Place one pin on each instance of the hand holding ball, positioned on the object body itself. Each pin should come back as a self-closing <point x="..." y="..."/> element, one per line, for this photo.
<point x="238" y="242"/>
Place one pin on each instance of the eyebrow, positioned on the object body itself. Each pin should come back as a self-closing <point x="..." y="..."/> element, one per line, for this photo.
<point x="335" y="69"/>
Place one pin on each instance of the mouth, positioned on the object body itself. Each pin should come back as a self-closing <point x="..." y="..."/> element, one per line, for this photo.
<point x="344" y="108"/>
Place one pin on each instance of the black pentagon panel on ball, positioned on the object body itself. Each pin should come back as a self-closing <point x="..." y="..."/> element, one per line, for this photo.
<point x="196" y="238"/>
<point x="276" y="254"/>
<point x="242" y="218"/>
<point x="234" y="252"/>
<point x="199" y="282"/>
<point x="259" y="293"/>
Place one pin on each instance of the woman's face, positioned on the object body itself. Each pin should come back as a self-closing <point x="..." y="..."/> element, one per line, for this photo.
...
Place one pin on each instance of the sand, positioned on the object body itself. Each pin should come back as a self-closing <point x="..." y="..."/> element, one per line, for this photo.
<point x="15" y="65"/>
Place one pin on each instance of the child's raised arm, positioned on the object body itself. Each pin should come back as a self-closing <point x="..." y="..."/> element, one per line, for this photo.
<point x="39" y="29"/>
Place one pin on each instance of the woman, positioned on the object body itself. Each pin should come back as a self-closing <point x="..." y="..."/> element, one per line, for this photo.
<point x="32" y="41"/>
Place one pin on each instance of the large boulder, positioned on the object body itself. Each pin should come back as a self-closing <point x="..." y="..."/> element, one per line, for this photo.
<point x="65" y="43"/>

> **Work order**
When the line with "Place one pin on each instance of the black" is reached in the data above, start copying there, and copy each line exactly until the line with "Place one pin on each instance of the woman's" has been copied; copy nothing else.

> **Problem solution**
Place one pin on each instance of the black pentagon panel on ball, positioned on the object body itself. Each pin should come back as a self-closing <point x="..." y="..."/> element, one per line, for this photo.
<point x="196" y="238"/>
<point x="276" y="254"/>
<point x="242" y="218"/>
<point x="234" y="252"/>
<point x="199" y="282"/>
<point x="259" y="293"/>
Place one pin on each instance of the woman's face, positioned on the object body itself. Each pin should come back as a self-closing <point x="..." y="..."/> element, one per line, for this photo.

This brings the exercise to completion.